WHAT IS BEING ASKED: Return each line below that contains the string "tree". Matching is case-sensitive.

STORED RECORDS:
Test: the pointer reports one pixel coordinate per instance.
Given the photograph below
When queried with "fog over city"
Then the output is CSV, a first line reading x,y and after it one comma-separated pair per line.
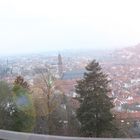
x,y
43,25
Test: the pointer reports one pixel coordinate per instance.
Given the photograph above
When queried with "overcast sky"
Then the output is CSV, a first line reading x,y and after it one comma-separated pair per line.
x,y
42,25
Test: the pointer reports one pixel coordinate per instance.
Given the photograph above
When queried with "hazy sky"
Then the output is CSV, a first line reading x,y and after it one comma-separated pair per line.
x,y
37,25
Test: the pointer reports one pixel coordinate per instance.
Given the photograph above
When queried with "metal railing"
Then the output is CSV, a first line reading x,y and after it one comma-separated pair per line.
x,y
10,135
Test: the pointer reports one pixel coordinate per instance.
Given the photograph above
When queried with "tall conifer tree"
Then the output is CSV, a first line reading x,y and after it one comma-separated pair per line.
x,y
95,105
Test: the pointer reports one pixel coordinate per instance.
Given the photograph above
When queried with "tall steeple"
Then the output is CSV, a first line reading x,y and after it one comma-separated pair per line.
x,y
60,66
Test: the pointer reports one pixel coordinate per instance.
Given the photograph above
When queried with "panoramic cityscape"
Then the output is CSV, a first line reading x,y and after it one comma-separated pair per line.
x,y
69,69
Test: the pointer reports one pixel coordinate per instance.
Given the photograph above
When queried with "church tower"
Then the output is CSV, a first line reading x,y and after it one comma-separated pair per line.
x,y
60,66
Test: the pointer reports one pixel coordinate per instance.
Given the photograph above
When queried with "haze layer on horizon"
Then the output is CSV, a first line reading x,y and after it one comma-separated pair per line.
x,y
46,25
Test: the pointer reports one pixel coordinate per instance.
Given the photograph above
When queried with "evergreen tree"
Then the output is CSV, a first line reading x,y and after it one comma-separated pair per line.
x,y
95,105
24,112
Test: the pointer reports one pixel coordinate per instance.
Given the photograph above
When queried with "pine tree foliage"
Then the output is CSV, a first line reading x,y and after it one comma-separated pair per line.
x,y
95,105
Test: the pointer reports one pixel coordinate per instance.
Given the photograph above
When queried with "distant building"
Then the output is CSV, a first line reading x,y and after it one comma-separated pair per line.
x,y
73,75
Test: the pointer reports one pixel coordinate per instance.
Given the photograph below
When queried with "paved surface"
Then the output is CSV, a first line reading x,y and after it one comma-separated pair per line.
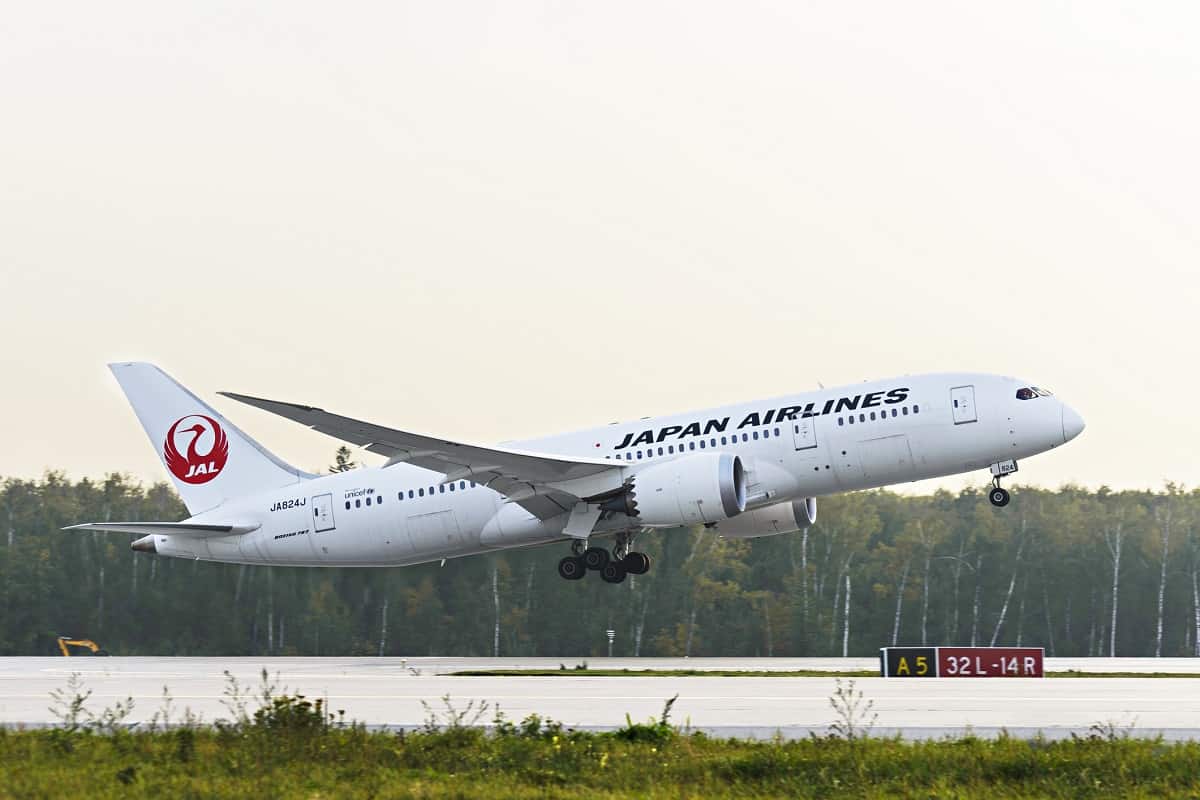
x,y
389,692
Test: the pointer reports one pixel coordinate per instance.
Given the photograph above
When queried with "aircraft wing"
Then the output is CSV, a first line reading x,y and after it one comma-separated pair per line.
x,y
529,479
196,530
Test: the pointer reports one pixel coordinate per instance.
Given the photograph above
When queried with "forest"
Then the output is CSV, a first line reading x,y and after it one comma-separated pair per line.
x,y
1080,572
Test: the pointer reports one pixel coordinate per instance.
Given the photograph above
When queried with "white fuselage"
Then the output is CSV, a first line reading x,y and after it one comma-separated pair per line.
x,y
807,445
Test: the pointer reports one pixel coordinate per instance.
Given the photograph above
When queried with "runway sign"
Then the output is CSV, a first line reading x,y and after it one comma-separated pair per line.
x,y
961,662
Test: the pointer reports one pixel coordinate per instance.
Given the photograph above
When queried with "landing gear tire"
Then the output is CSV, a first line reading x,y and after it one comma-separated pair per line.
x,y
636,563
612,572
594,558
571,567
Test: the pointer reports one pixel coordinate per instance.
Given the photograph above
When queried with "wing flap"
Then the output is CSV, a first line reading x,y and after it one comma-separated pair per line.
x,y
532,479
191,529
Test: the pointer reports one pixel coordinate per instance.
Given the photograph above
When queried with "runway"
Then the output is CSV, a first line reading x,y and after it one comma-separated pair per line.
x,y
389,693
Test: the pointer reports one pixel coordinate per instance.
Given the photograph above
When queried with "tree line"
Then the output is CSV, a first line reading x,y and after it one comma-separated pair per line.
x,y
1077,571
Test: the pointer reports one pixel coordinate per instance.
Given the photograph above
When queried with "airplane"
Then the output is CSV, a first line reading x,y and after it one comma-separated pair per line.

COMPLETED TASK:
When queried with "tall conifer tree"
When queried with "evergreen tree"
When queried with "pine tree foliage"
When queried with "tree line"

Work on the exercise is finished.